— begin —

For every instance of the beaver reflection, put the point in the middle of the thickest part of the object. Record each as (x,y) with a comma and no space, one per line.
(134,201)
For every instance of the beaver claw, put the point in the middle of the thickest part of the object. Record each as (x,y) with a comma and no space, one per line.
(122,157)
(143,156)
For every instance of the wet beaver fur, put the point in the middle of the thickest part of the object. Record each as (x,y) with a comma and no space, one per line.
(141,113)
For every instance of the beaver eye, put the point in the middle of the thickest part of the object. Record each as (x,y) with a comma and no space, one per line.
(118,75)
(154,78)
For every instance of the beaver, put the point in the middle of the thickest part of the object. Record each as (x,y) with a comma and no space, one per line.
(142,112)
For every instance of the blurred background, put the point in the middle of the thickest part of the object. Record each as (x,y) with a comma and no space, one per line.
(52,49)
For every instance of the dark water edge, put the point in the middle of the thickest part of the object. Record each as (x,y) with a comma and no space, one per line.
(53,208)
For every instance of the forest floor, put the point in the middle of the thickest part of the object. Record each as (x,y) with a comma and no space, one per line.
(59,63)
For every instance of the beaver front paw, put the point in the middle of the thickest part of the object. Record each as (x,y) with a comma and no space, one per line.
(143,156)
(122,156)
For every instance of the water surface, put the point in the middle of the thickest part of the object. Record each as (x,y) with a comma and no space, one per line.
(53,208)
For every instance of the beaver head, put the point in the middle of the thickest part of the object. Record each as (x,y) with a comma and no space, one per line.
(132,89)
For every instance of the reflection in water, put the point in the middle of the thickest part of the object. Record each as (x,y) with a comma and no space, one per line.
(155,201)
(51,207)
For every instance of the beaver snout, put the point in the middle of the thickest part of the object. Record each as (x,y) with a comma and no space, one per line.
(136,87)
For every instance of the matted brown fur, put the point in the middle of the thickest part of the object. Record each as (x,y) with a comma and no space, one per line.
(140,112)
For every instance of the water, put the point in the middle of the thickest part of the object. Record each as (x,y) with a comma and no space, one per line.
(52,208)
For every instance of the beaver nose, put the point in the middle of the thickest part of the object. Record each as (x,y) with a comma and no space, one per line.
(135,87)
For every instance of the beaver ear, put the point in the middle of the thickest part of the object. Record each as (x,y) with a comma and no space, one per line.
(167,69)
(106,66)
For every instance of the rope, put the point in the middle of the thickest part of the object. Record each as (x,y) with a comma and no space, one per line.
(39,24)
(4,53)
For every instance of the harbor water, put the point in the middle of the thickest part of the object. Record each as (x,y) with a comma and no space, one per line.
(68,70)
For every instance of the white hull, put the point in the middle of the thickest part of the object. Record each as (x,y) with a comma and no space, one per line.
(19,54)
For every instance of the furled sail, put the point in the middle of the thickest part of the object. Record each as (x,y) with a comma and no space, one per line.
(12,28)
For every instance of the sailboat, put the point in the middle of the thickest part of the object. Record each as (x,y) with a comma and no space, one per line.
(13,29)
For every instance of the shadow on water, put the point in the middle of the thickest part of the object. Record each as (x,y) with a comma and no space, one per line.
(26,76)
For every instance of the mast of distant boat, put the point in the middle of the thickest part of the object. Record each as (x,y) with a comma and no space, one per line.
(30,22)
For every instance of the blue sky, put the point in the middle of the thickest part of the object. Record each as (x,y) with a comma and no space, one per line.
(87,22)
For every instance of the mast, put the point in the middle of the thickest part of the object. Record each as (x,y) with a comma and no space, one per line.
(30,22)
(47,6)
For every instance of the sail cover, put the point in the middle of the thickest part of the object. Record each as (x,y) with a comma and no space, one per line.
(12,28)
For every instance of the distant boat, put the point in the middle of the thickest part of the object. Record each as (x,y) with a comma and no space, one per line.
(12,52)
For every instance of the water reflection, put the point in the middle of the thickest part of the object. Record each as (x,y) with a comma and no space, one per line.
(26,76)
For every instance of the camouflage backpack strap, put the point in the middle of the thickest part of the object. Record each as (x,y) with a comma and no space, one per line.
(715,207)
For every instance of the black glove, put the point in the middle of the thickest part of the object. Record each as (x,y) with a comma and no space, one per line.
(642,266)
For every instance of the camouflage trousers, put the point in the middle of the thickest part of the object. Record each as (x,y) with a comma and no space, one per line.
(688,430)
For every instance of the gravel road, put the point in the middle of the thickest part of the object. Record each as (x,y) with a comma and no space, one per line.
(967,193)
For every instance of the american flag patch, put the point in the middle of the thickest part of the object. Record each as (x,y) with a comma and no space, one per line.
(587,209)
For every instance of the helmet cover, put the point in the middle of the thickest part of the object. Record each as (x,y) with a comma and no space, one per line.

— end —

= WRITTEN REQUEST =
Return the listing above in its exact form.

= EXPECTED ANSWER =
For every instance of the beaver reflection, put the point in the middle of the thickest part of the object. Record each as (x,y) with a comma and no space, one per line.
(134,201)
For every instance of the beaver claw, put the point in the middle of the thickest part of the object. Record each as (x,y) with a comma and no space, one per line.
(122,157)
(143,156)
For every instance of the wet beaver fur, put the point in the middle of the thickest part of the object. Record each as (x,y) with a comma and no space, one per line.
(141,113)
For every instance of the beaver eye, put the point in the middle of the thickest part of the object. Record each as (x,y) with a comma and no space, one per line.
(118,75)
(154,78)
For every instance of the beaver, put the point in the middle of the thickest part of the object. Record each as (x,y) with a comma and no space, one per line.
(142,112)
For every instance of the blurred background, put the point in the middle of the thickest part of the object. Record each as (x,y) with a comma and no space, one per line.
(52,49)
For every instance of the dark water edge, put the point in the middle of the thickest part of the object. Record each as (x,y) with a comma and no space, one per line.
(53,208)
For every instance of the forest floor, put the point in the middle of the thickest part of the object. Record each as (x,y) with a comma and no space, one per line.
(59,63)
For every instance of the beaver front paw, put the point in the middle of the thickest part of the object. Record each as (x,y) with a comma and no space, one per line.
(143,156)
(122,156)
For every instance of the water surface, put the point in the middle of the thickest part of the object. Record each as (x,y) with a comma and no space, one per line.
(53,208)
For every instance of the beaver head, put the point in the middle of the thickest part of the object. Record each as (x,y) with a comma and no space, one per line.
(132,89)
For every instance of the reflection in water, put the point in the middle of the thickest part of the object. Record each as (x,y) with a comma and no space, one per line.
(155,201)
(51,207)
For every instance of the beaver snout, put the point in the middle of the thickest part of the object. Record each as (x,y) with a comma and no space, one per line.
(136,87)
For every instance of the matted brown fur, put the point in the middle of the thickest part of the object. Record each as (x,y) with a comma and no space, one per line.
(140,112)
For every instance of the water, put the point in the middle of the thickest part of the object. Record each as (x,y) with a comma and no space, one per line.
(52,208)
For every instance of the beaver nose, put the point in the middle of the thickest part of the object. Record each as (x,y) with a comma and no space, one per line.
(135,87)
For every instance of the beaver ear, put the point in the middle of the thickest part of the object. Record each as (x,y) with a comma and no space, one per line.
(167,69)
(106,66)
For every instance of the rope, put the point in the middle of the thickest part of the object. Record each as (x,y) with a comma and no space, one per line.
(39,24)
(4,53)
For every instance of the harbor water, put the point in the middle of the thickest part of the object. Record each as (x,y) with a comma and no space, one per line.
(68,70)
For every instance of the white hull, put the point in the middle of the thickest part of the object. Record each as (x,y) with a comma and no space, one per line.
(19,54)
For every instance of the furled sail, put the point in the middle of the thickest part of the object. Record each as (x,y) with a comma and no space, one per line.
(12,28)
For every instance of the sailboat, put the point in the middle of the thickest part of the object. Record each as (x,y) with a comma and no space, one per line.
(13,29)
For every instance of the shadow on water, put the point in the middle of the thickest part of the object. Record each as (x,y) with a comma and no space, one per line.
(26,76)
For every instance of the mast of distant boat, put the point in the middle of the thickest part of the object. Record each as (x,y) with a comma and no space, one per line.
(30,22)
For every instance of the blue sky, put the point in the middle of the thickest part of the object. Record each as (x,y) with a comma and no space, one per line.
(87,22)
For every instance of the mast, put the point in the middle of the thickest part of the object. Record each as (x,y) with a comma and no space, one per line.
(30,22)
(47,6)
For every instance of the sail cover, put the point in the middle of the thickest part of the object. Record each as (x,y) with a comma and no space, one per line.
(12,28)
For every instance of the distant boat, put the point in the middle of the thickest part of the object. Record each as (x,y) with a comma and no space, one per line.
(12,52)
For every instance of the water reflection, put the point in the middle of the thickest part of the object. Record each as (x,y) with a comma and no space, one per line.
(26,76)
For every instance of the camouflage backpack strap, put the point in the middle of the thickest part of the object. Record each as (x,y) with a comma and no space, one per line.
(715,207)
For every instance of the black glove, put the point in the middle of the thickest part of the object. Record each as (x,y) with a comma and no space, one per line.
(642,266)
For every instance of the camouflage trousers, put the point in the middle of the thickest part of the object. Record each as (x,y) with a comma and no space, one per line.
(688,430)
For every instance of the gravel road, put the point in the middle of the thickest part of the object. Record each as (x,y) with a comma and no space, one per line.
(967,193)
For every instance of the american flag patch, put the point in the middle of the thickest part of the object. Record each as (x,y) with a comma and no space, one per line.
(587,209)
For every instance of the helmet cover, put the point in the middle of the thickest part of the object. Record each as (x,y) with a comma and no space, one per line.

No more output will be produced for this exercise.